THE TASK → Rewrite everything from the line containing "tree it can find." down to the line containing "[143,225,183,279]", swapping "detector" for "tool" and leaving all else unchanged.

(Coordinate annotation entries)
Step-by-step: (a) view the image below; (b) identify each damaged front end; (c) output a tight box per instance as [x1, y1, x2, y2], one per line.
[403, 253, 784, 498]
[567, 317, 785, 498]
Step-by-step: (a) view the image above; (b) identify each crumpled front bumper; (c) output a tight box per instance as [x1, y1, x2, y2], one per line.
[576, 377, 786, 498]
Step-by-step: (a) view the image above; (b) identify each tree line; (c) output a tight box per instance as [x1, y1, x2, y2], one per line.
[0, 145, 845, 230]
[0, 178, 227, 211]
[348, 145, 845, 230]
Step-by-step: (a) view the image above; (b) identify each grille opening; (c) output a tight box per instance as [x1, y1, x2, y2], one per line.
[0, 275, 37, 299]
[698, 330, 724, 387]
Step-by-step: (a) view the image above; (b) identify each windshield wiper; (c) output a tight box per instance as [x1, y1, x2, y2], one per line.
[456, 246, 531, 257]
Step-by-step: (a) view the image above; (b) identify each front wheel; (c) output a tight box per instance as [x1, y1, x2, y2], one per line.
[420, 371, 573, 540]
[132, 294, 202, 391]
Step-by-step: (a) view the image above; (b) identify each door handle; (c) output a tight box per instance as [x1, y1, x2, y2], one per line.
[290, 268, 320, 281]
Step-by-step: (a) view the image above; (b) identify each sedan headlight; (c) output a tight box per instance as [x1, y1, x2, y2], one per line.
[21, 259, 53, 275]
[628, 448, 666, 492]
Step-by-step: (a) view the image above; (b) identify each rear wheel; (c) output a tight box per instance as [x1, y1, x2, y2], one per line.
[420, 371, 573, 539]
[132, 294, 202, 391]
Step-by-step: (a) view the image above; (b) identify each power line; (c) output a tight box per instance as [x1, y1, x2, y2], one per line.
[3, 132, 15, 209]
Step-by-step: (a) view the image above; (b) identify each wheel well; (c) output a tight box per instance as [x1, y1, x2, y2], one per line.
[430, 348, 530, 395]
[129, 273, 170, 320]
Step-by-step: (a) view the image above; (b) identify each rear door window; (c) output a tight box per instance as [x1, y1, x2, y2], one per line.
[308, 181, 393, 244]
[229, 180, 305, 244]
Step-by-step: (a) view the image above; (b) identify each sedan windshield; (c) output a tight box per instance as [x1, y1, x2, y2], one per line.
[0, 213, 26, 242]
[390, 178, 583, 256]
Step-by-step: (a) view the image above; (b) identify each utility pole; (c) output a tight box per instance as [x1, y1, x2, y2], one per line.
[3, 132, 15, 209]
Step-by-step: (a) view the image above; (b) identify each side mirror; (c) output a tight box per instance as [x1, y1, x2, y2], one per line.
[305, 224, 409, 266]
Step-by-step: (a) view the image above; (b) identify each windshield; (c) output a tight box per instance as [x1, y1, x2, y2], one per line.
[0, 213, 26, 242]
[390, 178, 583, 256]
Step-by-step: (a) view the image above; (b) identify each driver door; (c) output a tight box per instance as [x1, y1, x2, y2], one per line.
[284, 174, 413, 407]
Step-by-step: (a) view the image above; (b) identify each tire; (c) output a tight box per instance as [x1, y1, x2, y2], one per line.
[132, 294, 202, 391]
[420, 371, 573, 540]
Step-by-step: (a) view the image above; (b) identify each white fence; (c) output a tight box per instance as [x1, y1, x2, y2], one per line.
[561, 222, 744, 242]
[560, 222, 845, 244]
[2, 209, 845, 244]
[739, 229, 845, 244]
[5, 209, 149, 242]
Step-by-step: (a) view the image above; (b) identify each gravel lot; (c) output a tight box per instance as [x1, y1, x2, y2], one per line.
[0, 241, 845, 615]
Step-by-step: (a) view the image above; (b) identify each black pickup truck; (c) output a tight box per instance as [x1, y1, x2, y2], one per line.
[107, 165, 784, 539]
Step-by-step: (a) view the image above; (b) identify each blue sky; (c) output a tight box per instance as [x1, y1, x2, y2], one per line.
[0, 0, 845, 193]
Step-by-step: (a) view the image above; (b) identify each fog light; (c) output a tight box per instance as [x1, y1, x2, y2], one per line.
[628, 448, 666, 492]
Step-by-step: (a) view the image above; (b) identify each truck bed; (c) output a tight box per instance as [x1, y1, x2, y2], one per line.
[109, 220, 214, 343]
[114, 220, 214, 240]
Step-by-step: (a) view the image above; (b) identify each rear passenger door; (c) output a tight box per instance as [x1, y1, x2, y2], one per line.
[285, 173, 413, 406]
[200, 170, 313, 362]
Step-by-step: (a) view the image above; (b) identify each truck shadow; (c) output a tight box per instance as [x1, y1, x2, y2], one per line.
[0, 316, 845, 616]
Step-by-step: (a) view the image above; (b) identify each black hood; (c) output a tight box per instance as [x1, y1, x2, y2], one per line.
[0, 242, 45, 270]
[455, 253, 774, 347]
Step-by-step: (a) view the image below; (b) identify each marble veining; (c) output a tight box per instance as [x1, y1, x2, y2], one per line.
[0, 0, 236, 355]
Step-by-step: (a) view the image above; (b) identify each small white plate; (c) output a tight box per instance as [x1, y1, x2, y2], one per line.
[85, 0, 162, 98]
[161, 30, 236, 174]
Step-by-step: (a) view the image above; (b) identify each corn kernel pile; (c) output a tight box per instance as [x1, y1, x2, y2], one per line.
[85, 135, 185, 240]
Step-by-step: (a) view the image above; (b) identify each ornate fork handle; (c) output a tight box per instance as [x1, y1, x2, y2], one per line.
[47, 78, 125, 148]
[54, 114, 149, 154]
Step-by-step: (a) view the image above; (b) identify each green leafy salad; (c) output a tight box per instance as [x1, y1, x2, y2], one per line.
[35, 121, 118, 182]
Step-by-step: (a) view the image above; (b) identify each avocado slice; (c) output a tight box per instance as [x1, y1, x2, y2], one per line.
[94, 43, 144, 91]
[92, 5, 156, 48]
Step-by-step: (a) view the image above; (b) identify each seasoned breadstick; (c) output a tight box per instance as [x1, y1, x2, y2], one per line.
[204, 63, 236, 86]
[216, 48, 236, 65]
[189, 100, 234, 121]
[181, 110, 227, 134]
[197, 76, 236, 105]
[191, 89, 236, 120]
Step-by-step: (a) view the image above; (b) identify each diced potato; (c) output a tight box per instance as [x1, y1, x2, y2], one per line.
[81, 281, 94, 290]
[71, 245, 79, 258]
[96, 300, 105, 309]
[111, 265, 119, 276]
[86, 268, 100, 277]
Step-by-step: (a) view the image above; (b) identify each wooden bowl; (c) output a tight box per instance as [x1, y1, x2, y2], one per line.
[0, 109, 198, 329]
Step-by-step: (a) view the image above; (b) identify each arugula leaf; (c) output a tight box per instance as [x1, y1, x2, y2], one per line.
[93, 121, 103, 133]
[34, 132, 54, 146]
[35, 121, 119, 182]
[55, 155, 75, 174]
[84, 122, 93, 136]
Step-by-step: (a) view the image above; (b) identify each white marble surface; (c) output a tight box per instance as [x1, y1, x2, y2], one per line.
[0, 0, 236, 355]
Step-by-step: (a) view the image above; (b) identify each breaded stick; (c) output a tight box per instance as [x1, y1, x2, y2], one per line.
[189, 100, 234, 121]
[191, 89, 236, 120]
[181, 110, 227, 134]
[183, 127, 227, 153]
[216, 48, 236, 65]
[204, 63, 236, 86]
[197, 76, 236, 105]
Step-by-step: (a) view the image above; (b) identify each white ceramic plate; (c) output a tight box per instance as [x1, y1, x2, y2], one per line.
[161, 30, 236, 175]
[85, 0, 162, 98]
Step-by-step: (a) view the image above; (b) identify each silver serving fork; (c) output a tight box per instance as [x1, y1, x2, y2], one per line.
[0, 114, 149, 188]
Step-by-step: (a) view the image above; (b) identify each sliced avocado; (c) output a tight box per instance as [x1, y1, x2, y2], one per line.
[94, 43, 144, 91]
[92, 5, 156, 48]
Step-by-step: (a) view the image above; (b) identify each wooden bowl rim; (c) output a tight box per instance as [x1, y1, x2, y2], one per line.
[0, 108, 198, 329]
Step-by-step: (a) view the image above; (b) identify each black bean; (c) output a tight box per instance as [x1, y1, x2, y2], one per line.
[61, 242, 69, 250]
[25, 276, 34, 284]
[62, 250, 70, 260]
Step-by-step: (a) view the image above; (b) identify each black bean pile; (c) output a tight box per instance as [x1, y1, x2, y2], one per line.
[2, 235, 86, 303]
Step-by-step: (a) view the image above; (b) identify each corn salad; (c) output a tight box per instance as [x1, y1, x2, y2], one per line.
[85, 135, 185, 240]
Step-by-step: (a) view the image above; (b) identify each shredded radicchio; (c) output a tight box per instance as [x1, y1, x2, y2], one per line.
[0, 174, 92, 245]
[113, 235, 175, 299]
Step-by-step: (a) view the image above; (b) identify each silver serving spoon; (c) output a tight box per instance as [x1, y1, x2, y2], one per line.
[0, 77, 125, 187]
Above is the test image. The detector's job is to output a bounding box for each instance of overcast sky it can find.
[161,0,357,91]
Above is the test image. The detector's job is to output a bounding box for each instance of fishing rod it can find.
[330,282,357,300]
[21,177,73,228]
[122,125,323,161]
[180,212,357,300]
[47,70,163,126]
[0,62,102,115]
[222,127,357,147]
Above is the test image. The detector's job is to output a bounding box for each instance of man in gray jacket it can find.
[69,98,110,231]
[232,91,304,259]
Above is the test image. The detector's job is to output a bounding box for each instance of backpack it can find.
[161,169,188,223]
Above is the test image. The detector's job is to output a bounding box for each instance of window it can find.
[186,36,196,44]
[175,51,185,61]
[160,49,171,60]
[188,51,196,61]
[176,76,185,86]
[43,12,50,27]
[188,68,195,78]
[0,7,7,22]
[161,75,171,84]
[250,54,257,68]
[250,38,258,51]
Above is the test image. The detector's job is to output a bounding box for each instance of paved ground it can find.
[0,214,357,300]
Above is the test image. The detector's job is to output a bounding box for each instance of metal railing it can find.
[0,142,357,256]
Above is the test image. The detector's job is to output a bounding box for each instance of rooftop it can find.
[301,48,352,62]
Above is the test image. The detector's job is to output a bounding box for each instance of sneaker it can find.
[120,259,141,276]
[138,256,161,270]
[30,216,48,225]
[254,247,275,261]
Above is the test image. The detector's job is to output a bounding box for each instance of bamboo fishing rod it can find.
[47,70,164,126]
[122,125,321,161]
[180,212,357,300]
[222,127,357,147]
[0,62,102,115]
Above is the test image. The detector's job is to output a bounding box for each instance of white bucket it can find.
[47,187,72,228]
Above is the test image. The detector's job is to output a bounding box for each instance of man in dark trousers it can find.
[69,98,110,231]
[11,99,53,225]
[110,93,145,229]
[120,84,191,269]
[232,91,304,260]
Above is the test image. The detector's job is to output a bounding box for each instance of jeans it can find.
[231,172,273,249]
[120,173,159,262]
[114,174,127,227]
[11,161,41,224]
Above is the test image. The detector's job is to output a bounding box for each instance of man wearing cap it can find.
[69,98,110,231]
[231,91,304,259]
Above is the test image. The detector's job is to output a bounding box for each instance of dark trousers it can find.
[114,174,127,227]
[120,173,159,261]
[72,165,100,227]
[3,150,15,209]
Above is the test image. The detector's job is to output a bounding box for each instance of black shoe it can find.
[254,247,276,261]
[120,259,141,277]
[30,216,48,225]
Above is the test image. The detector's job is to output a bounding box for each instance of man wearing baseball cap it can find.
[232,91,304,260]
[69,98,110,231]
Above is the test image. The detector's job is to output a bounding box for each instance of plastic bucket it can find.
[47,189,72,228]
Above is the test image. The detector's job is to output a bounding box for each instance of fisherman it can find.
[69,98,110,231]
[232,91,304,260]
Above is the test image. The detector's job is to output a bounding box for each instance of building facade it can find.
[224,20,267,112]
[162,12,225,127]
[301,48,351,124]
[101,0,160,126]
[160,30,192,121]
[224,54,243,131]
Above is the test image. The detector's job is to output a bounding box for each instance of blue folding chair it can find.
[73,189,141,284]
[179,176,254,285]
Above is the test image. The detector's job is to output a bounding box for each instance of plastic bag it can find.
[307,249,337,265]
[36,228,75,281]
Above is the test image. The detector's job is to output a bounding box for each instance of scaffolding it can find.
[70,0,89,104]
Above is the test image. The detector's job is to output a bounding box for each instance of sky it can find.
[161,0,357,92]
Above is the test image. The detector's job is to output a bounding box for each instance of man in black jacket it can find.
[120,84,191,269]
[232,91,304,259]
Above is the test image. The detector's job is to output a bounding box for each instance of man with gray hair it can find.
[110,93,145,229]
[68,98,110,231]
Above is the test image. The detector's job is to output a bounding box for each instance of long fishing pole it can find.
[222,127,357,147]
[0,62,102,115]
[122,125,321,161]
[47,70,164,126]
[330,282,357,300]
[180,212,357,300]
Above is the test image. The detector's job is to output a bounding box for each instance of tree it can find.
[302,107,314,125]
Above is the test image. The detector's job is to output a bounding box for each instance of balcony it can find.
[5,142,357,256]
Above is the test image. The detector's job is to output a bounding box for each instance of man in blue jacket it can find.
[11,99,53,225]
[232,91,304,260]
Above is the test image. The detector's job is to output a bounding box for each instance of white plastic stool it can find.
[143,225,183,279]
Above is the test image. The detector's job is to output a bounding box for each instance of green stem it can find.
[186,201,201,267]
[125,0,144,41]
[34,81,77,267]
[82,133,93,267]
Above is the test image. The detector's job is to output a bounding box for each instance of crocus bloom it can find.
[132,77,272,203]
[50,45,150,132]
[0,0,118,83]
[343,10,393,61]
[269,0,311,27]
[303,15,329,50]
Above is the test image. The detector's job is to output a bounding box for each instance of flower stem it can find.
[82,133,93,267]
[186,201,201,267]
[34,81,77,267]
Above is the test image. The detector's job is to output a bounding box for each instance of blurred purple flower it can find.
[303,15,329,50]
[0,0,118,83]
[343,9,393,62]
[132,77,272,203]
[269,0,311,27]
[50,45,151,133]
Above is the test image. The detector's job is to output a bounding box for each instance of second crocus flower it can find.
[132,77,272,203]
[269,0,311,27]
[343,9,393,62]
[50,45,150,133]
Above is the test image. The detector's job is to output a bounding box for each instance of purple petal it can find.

ANSWER BELOW →
Above is the test image. The tool's job is to output a bounding box for each instance of tree it can find.
[302,107,314,125]
Above is the test image. The tool's job is to output a bounding box for each instance of balcony it can find.
[5,142,357,256]
Above is the test image. The tool's job is to output a bounding box for each instance of man in blue jacket it can find.
[11,99,53,225]
[232,91,304,260]
Above is the test image. The tool's job is to output a bounding box for each instance of white plastic stool it can find.
[143,225,183,279]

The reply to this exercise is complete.